[PROBLEM DESCRIPTION]:
I'd like every record given again exactly, please.

[DATA TO EXAMINE]:
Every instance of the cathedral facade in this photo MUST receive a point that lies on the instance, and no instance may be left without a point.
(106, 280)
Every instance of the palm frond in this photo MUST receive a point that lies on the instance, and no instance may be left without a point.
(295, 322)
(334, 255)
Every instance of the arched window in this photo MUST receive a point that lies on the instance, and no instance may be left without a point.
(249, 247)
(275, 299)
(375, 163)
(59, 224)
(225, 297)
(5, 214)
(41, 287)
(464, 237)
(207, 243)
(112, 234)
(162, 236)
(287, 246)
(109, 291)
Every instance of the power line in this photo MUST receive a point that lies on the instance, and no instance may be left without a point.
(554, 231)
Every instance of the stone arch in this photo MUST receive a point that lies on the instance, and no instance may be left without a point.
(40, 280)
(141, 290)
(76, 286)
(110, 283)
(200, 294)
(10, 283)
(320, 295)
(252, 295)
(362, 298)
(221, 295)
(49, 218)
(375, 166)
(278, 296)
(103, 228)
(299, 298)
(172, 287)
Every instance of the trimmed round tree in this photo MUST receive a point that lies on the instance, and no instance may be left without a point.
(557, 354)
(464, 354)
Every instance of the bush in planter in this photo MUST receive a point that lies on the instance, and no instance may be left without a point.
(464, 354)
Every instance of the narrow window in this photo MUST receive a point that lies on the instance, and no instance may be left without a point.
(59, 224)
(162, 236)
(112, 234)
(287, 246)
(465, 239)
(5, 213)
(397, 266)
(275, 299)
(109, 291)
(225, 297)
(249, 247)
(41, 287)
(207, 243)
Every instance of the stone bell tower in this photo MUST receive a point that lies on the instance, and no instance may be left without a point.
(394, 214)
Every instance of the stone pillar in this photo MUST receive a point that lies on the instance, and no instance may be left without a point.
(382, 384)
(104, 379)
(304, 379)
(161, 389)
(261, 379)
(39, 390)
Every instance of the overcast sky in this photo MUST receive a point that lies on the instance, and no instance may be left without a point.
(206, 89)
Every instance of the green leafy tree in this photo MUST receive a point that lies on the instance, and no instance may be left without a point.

[RESPONSE]:
Every instance of the cathedral facade in this photo MUST receive a point that lies on the instance, and no instance may be left without a point.
(106, 280)
Every instance of the palm frond in this photo MUST receive a point that lies on the instance, and no instance may be left without a point.
(295, 322)
(334, 255)
Every instance of the arched window in this photo MUST receive a point that lies on the instance, and no instance may be left without a point.
(249, 247)
(275, 299)
(375, 163)
(59, 224)
(225, 297)
(5, 214)
(41, 287)
(464, 237)
(207, 243)
(112, 234)
(162, 236)
(287, 246)
(109, 291)
Every instance of the power line in this photo MUST receive a point that lies on the instance, and no instance may be left without a point.
(554, 231)
Every instance of the stone arch in this photo MUST receive a point that lies on the instance, and no instance may be left without a point.
(40, 280)
(141, 290)
(76, 286)
(110, 283)
(200, 294)
(10, 283)
(320, 295)
(252, 295)
(362, 298)
(221, 295)
(49, 218)
(375, 166)
(278, 296)
(103, 228)
(299, 298)
(172, 287)
Every instance of the trimmed round tree in this photo MUST receive a point that lies on the instance, and no instance may be left without a point.
(557, 354)
(464, 354)
Every instance of the bush in planter in this photo MUST receive a point that lies on the instance, and no instance may be left without a point.
(464, 354)
Every instance of the narrow window in this photo MUST receive a point that lies on the instance, and no instance may be left without a point.
(59, 224)
(162, 236)
(112, 234)
(287, 246)
(465, 239)
(5, 213)
(397, 266)
(275, 299)
(109, 291)
(225, 297)
(249, 247)
(41, 287)
(207, 243)
Every instance of the stone bell tower in this photo MUST receive a point that lies on the instance, and no instance may be left without a point.
(394, 214)
Every instance of the stone pillar in this photo MUST receive a point that lies on the instance, and no instance may be left without a point.
(382, 384)
(104, 379)
(304, 379)
(161, 389)
(261, 379)
(39, 390)
Every instance of the overcast sky in this photo MUST receive a point that lies on the instance, and no instance may be left without a point.
(206, 89)
Every instance of the green leafy tree in this photo MUST receive a point that lies on the instance, and no instance may be left without a point.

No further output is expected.